[Lines of data]
>>>

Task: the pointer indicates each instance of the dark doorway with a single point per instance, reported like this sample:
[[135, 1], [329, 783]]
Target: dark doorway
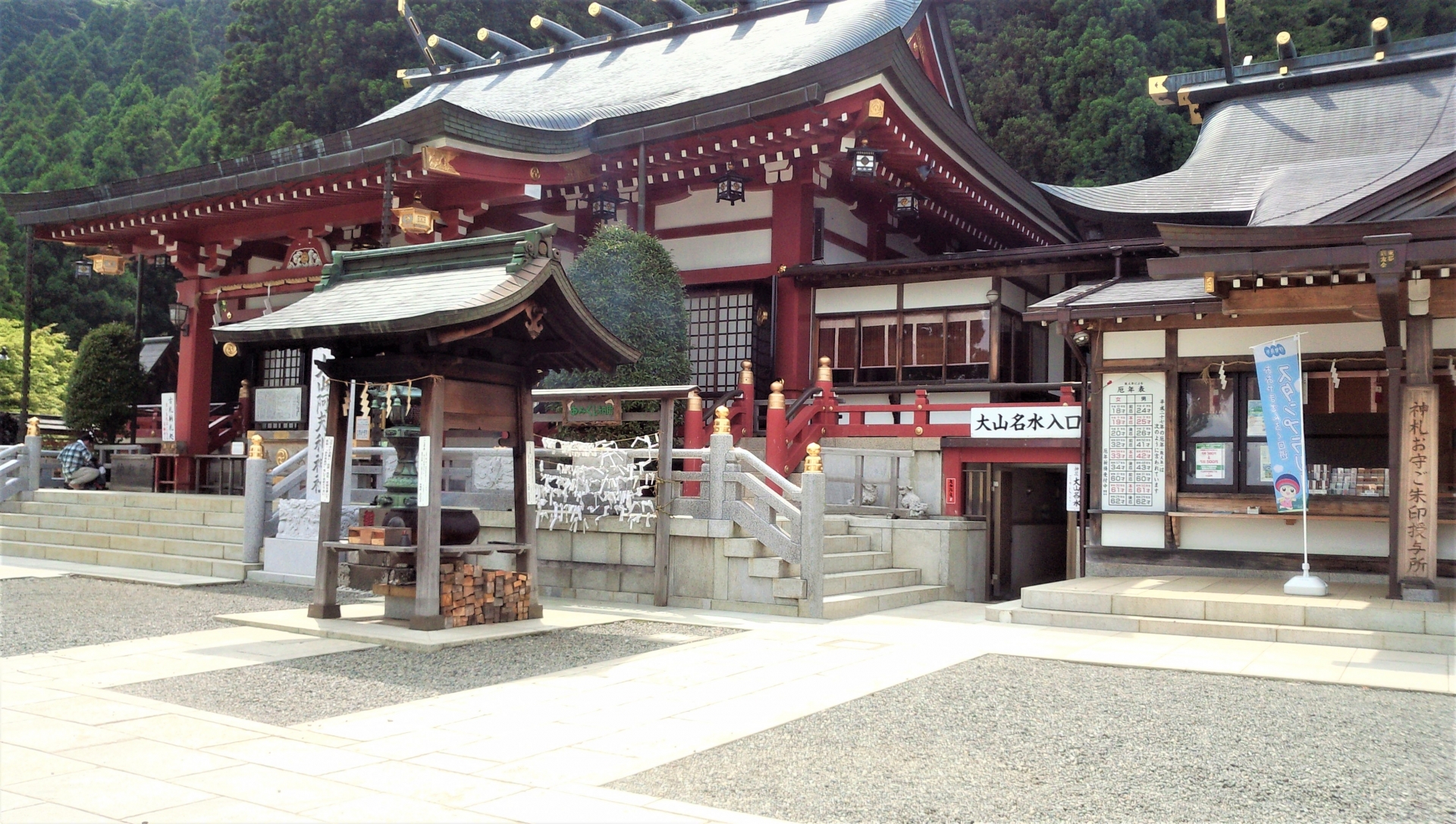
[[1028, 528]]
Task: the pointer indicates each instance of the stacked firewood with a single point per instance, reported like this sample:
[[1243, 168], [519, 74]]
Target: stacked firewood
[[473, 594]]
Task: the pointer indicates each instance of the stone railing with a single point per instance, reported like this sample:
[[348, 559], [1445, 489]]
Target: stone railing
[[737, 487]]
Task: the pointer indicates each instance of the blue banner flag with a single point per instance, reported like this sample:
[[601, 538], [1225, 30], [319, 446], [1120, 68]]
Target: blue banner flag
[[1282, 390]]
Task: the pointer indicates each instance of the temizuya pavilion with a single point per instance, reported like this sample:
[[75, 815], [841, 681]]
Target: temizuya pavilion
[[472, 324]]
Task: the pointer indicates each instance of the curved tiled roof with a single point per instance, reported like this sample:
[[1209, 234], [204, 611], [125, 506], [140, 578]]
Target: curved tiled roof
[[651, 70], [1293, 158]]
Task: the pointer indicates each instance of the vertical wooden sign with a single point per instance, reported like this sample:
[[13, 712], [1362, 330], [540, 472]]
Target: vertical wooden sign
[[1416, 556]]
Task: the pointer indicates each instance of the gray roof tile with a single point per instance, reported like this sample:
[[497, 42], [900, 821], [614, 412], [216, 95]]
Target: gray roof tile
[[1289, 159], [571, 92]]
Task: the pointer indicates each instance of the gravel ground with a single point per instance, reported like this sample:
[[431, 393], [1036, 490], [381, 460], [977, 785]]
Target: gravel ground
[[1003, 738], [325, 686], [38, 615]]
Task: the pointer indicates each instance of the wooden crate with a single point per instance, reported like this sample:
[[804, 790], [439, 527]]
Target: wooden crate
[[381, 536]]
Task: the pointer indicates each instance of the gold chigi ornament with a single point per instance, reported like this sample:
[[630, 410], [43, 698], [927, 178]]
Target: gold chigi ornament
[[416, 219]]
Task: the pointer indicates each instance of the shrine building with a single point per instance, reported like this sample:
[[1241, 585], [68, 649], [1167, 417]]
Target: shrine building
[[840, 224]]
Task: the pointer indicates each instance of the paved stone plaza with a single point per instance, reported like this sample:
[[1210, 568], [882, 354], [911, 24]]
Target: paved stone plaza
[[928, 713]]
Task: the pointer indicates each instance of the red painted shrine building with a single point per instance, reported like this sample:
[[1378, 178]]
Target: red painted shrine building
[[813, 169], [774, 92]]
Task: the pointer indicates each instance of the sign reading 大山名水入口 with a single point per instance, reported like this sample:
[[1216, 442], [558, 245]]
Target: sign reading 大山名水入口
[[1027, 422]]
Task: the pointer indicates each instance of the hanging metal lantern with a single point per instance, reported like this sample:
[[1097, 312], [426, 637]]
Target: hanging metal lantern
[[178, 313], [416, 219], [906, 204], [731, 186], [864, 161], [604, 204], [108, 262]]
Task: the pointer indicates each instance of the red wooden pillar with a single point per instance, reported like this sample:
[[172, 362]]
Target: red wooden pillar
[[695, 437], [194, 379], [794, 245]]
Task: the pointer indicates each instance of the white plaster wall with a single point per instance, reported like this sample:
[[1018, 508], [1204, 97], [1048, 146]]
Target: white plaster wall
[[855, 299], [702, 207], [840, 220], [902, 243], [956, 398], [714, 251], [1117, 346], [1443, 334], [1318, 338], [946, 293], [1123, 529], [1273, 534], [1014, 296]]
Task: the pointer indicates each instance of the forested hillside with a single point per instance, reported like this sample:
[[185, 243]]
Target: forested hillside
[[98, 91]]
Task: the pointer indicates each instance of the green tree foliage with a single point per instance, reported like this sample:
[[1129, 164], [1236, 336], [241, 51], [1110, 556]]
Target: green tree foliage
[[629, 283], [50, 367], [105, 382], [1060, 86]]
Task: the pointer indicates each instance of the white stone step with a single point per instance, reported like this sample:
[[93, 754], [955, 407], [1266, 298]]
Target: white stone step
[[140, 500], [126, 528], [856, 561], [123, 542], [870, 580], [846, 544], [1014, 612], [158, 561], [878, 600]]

<<<

> WHAT THIS TASK INVOLVES
Copy out every one of these records as they stand, leaving out the pictures.

> TASK RESPONSE
Task: the pointer indicates each instance of the dark doorway with a single point per instance, reported like this sample:
[[135, 1], [329, 783]]
Target: dark doorway
[[1028, 528]]
Task: the pointer indicates each instance of the stacked firewood with a single point per instance, reported like this sample:
[[1243, 168], [519, 74]]
Target: stacked firewood
[[473, 594]]
Task: the pointer indicates each instance of the stone railing with a single point per instance, reported like this sample:
[[348, 559], [1445, 489]]
Target: stone railing
[[737, 487]]
Task: the pointer indicates each instance of the blue banner flag with a single point per instance, reported like this sample:
[[601, 538], [1225, 30], [319, 446], [1120, 68]]
Target: blue banner flag
[[1282, 390]]
Task: the pointer indicates each instance of the temizuya pavilion with a single point per instance, reported like this sample:
[[75, 815], [841, 681]]
Target: temizuya pavilion
[[472, 324]]
Task: the pointer indicates each instance of the curved tiled roof with a single point per instance, reported like this sample:
[[1209, 234], [204, 611], [125, 506], [140, 578]]
Target: curved tiled roof
[[651, 70], [1293, 158]]
Task: the pointer indicates each instance of the vertical wooden sign with a single point per instance, reported like this sample:
[[13, 712], [1362, 330], [540, 472]]
Target: vertical wooden sign
[[1416, 556]]
Task: the pointer indicates each instance of the gray roof tile with a single point per instance, reported like this sample:
[[497, 42], [900, 821], [614, 412], [216, 95]]
Target: gray roof tile
[[1289, 159], [571, 92]]
Task: the pointer indicates each instance of the gravel ground with a single point per instance, reported like this sample:
[[431, 393], [1036, 490], [381, 460], [977, 785]]
Target: gravel ground
[[1003, 738], [325, 686], [38, 615]]
Task: the pointer indicates each instance of the wooden crate with a single point per instance, reported like this sample:
[[804, 790], [439, 527]]
Target: wooden crate
[[381, 536]]
Task: the pointer indicates each instance of the gold chigi ornament with a single point per instance, reported like this sample:
[[630, 410], [43, 698], [927, 178]]
Target: gold chigi ornament
[[416, 219]]
Task: the pointer indicates each instance of the shrine building with a single point per instance, reported like this sample:
[[1241, 585], [68, 649], [1167, 417]]
Target: shrine building
[[840, 224]]
Task: the pointer indicates each instance of the paved stone plaza with a single point per instance, reported like this sample:
[[1210, 568], [882, 354], [911, 24]]
Target: paved stone plaza
[[928, 713]]
Task: the pointer indicates each instance of the red painted shrine building with a single point per instance, reported like this sample:
[[1378, 178]]
Target: red painted shrine building
[[813, 169], [774, 92]]
Task: the pointer indicates each instance of the sign reading 大山名水入口 with a single point per instance, reported like this sample:
[[1216, 442], [558, 245]]
Target: sign reading 大山名水入口
[[1027, 422]]
Task: the pointer indicates each instance of the hanging metal lantern with a single point per instance, reported like this sample:
[[1097, 312], [426, 637]]
Target: hanging metal lantern
[[178, 313], [416, 219], [906, 204], [731, 186], [864, 161], [604, 204], [108, 262]]
Task: the pointer indicates each instance of the red wooden pillar with a single point per instance, reported like this sample:
[[172, 362]]
Target: red wooden pillar
[[695, 437], [194, 379], [794, 245]]
Task: the pointer indicates each instance of the white plaster wall with a single point per instance, reported like this sample:
[[1018, 508], [1204, 97], [1048, 146]]
Target: white plaster wall
[[855, 299], [702, 207], [840, 220], [902, 243], [956, 398], [714, 251], [1117, 346], [1443, 334], [1318, 338], [946, 293], [1123, 529], [1273, 534], [1014, 296]]
Task: the pointer indicates each instance of the forested hillside with a single point per instance, reported like this sample:
[[185, 243]]
Target: forested hillside
[[98, 91]]
Task: the pointer indicates each instance of the green tree foliage with a single point per instance, reported like this sample:
[[1129, 164], [1236, 336], [241, 51], [1110, 556]]
Target: green tree foliage
[[629, 283], [50, 367], [105, 382], [1060, 86]]
Task: the pointer indicates each instance of the white stone step with a single point per instance, reported like this sample:
[[93, 754], [955, 407], [1266, 298]]
Target: white stone step
[[140, 500], [126, 528], [856, 561], [123, 542], [870, 580], [846, 544], [1014, 612], [158, 561], [878, 600]]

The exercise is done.